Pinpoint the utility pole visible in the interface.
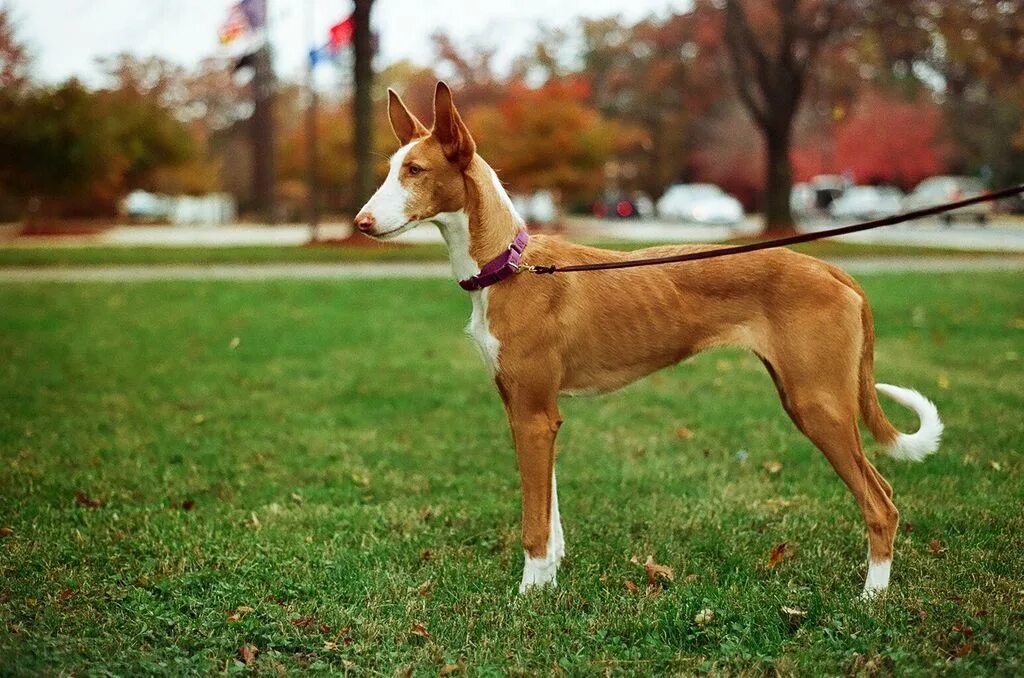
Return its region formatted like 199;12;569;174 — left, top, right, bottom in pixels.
251;0;276;223
352;0;374;205
306;0;319;243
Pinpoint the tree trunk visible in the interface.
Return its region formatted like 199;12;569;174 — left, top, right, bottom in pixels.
352;0;374;209
762;125;797;236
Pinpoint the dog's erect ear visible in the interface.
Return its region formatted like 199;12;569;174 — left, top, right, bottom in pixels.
387;89;430;145
430;82;476;170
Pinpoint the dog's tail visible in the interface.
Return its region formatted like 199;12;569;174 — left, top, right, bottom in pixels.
859;293;942;462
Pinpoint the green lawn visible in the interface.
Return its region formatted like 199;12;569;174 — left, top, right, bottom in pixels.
0;273;1024;675
0;241;1020;267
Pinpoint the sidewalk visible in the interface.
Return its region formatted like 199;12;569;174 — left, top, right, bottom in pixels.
0;257;1024;283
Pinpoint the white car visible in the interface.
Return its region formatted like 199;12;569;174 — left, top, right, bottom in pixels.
656;183;743;225
512;190;558;225
828;186;903;219
903;176;992;224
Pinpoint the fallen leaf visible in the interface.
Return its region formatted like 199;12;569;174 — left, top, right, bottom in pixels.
239;645;259;664
781;605;807;631
227;605;253;622
75;492;103;508
768;542;794;567
953;622;974;638
643;555;676;587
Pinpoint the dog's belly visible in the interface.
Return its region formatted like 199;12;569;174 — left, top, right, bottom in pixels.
559;351;690;395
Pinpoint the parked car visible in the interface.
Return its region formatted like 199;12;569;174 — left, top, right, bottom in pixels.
656;183;743;225
591;192;641;219
828;186;903;219
790;174;850;217
903;176;992;225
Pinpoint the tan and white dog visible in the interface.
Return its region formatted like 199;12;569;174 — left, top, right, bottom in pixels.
355;83;942;597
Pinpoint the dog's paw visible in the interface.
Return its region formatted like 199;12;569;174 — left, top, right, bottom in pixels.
519;554;558;593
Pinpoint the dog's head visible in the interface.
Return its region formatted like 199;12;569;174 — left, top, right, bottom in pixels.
355;82;476;239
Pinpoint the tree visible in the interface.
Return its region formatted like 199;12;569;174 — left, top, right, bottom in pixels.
793;89;948;188
724;0;853;232
581;12;723;198
466;78;635;204
352;0;374;201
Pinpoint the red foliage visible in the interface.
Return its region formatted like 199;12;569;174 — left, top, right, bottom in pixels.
793;91;945;187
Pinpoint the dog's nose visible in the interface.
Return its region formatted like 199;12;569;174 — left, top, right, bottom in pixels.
355;212;377;234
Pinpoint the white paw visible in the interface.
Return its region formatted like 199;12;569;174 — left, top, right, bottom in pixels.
519;547;558;593
860;559;893;600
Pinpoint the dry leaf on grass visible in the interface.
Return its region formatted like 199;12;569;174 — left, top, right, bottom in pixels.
643;555;676;586
227;605;253;622
239;645;259;664
768;542;796;567
693;607;715;626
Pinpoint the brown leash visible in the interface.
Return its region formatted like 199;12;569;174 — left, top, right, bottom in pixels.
519;184;1024;273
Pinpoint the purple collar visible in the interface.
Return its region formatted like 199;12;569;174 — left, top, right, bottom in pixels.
459;230;529;292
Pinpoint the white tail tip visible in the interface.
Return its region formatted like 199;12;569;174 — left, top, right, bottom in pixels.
874;384;943;462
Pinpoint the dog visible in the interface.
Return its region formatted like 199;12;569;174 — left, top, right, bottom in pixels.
355;82;942;598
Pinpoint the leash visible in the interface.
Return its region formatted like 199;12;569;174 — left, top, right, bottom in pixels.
517;183;1024;274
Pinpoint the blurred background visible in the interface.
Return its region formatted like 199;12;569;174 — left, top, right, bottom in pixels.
0;0;1024;240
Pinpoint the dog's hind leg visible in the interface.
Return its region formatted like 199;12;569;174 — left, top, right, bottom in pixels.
786;372;899;598
499;378;565;593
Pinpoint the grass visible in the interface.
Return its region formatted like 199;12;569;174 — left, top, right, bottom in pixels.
0;241;1020;267
0;273;1024;675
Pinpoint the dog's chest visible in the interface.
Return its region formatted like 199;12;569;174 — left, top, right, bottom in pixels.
466;290;501;377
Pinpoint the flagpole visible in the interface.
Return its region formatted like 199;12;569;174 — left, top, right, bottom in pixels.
306;0;319;243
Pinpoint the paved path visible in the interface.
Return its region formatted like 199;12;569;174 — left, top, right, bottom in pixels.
0;256;1024;283
6;216;1024;252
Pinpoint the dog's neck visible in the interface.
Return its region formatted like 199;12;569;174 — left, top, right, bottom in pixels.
432;156;523;280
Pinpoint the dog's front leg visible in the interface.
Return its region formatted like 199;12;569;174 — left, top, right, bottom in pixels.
503;389;565;593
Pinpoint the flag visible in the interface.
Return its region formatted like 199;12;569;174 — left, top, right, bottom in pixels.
217;4;249;45
328;16;355;51
309;42;338;66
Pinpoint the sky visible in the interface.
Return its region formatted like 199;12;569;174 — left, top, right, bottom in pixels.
8;0;689;85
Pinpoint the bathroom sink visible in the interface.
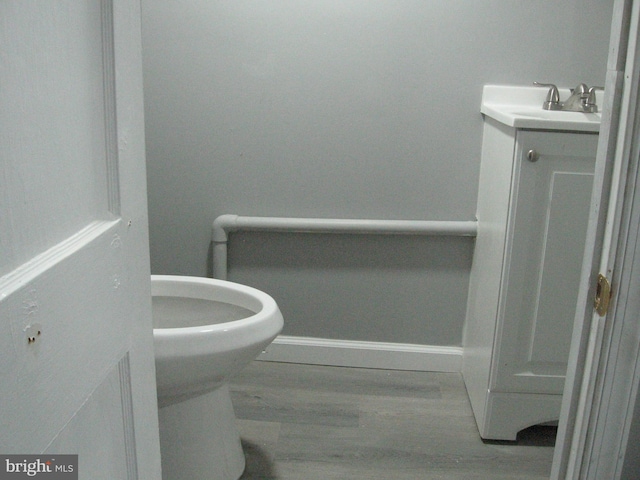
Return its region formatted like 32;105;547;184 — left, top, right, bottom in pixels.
480;85;602;132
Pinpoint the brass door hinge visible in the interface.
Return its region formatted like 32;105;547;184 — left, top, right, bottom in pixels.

——————

Can you write out the records above again with "interface" replaced by "image" wherever it occurs, leaving everything else unchanged and the pictures out?

Pinpoint the utility pole visible in the image.
Return its region formatted like 199;12;569;174 — left, top, right, bottom in pixels.
251;0;276;223
352;0;374;205
306;0;319;243
Pinpoint the tree trunk visible in the image.
Return its region formatted like 199;12;569;174 — left, top, right, bottom in pixels.
352;0;374;209
762;125;797;236
Pinpoint the dog's erect ear visible in the image.
Return its region formatted like 199;12;569;174 — left, top, right, bottom in pixels.
387;89;430;145
430;82;476;170
Pinpoint the dog's tail visible in the image.
Return its region formatted like 199;12;569;174 — left, top, right, bottom in pixels.
859;293;942;462
Pinpoint the green lawn visible in the image.
Return its region formatted like 199;12;569;174 — left, top, right, bottom in pixels.
0;273;1024;675
0;241;1020;267
Pinpoint the sidewalk visible in the image.
Return its region formatted like 199;12;569;174 — left, top, right, bottom in pixels.
0;257;1024;283
Pinpoint the white car visible in the image.
Return its region formatted like 199;12;569;174 — left, top, right, bottom in pixels.
656;183;743;225
512;190;558;225
828;186;903;219
903;176;992;224
Pinpoint the fallen leaf visible in the image.
Return its region formatted like 199;12;569;174 — left, top, right, bottom in pixels.
239;645;259;664
781;605;807;631
227;605;253;622
75;492;103;508
768;542;794;567
953;622;974;638
643;555;676;587
Pinpoint the dog's belly visible in the image.
Return its region formatted like 199;12;569;174 — left, top, right, bottom in pixels.
559;351;690;395
Pinpoint the parked car visible in the image.
Return its region formatted like 199;12;569;174 — left, top, right, bottom in pixels.
656;183;743;225
591;192;641;219
828;186;903;219
790;174;850;217
903;176;992;225
Pinpoint the tan and white dog visible in the image.
Return its region formatted like 199;12;569;174 — left, top, right, bottom in pixels.
355;83;942;597
Pinpoint the dog's paw visible in the image.
Return its region formatted like 199;12;569;174 — left, top, right, bottom in pixels.
519;554;558;593
Pinpoint the dog's head visible in the image.
Return its region formatted like 199;12;569;174 — left, top, right, bottom in pixels.
355;82;476;239
Pinpoint the tree visible in the image.
Return its region formatted like 199;12;569;174 — left, top, right, bottom in pixels.
793;89;948;188
724;0;853;232
581;12;723;198
466;78;635;204
352;0;374;201
Pinpoint the red foliage visible in the image.
Return its region formatted like 199;12;569;174 — left, top, right, bottom in pixels.
793;91;945;187
Pinpoint the dog's nose visible in the image.
Return its region formatted like 199;12;569;174 — left, top, right, bottom in pixels.
355;212;377;234
Pinpoint the white paw visible in the image.
Return its region formatted like 199;12;569;174 — left, top, right, bottom in pixels.
519;547;558;593
860;559;893;600
Pinpoint the dry leaf on grass visible in the image.
Return its region formatted like 199;12;569;174 — left, top, right, bottom in pixels.
643;555;676;586
227;605;253;622
239;645;259;664
768;542;796;567
693;607;715;626
Pinpoint the brown leash visible in the image.
Return its region formatted like 199;12;569;174 — left, top, right, bottom in pixels.
519;184;1024;273
Pinpoint the purple collar visible in the image.
Return its region formatted like 199;12;569;174 — left, top, right, bottom in pixels.
459;230;529;292
Pinpoint the white tail tip visible in the image.
Return its region formatted like 199;12;569;174 — left, top, right, bottom in pixels.
874;384;943;462
Pinpoint the dog visible in the image.
Return its region formatted like 199;12;569;174 — left, top, right, bottom in pixels.
355;82;942;598
Pinpoint the leash visible in the image.
Return its region formatted like 199;12;569;174 — left, top, right, bottom in pixels.
517;183;1024;274
Pinpoint the blurred background visible in the image.
Return its region formatted like 199;12;569;174 — left, top, right, bottom in pixels.
0;0;1024;240
Pinpoint the dog's hind leg visible in the image.
Return its region formatted like 199;12;569;174 — left, top, right, bottom in pixels.
786;372;899;598
499;378;565;593
Pinpoint the grass visible in the image.
Return its region formatted like 199;12;569;174 — left, top, right, bottom in pixels.
0;241;1020;267
0;273;1024;675
Pinpoint the dog's chest visible in the image.
Return its region formatted like 199;12;569;174 — left, top, right, bottom in pixels.
466;290;501;377
Pinpoint the flagpole visible in the image.
Return its region formatted like 199;12;569;174 — left, top, right, bottom in pixels.
306;0;319;243
Pinpoint the paved path visible in the image.
Return its region formatted like 199;12;569;174 — left, top, right, bottom in pixels.
0;256;1024;283
6;216;1024;252
Pinpoint the dog's neck visible in the image.
Return its region formatted like 199;12;569;174 — left, top, right, bottom in pixels.
432;156;523;280
Pinpoint the dog's front leg visible in the image.
Return its region formatted like 199;12;569;174 — left, top, right, bottom in pixels.
503;389;565;593
Pinpoint the flag visible in the image.
Return its region formatted like 199;12;569;174 — left, top, right, bottom in pixels.
217;4;249;45
328;16;355;51
309;42;338;66
Pinpoint the sky visible in the image.
Return its region formatted like 199;12;569;174 — left, top, right, bottom in pixels.
8;0;689;85
Pinpoint the bathroom sink visible in the image.
Return its region formatted like 32;105;547;184 — left, top, right, bottom in pixels.
480;85;602;132
Pinpoint the brass door hinge visible in the image.
Return its region formatted like 32;105;547;184 — left, top, right, bottom in pixels.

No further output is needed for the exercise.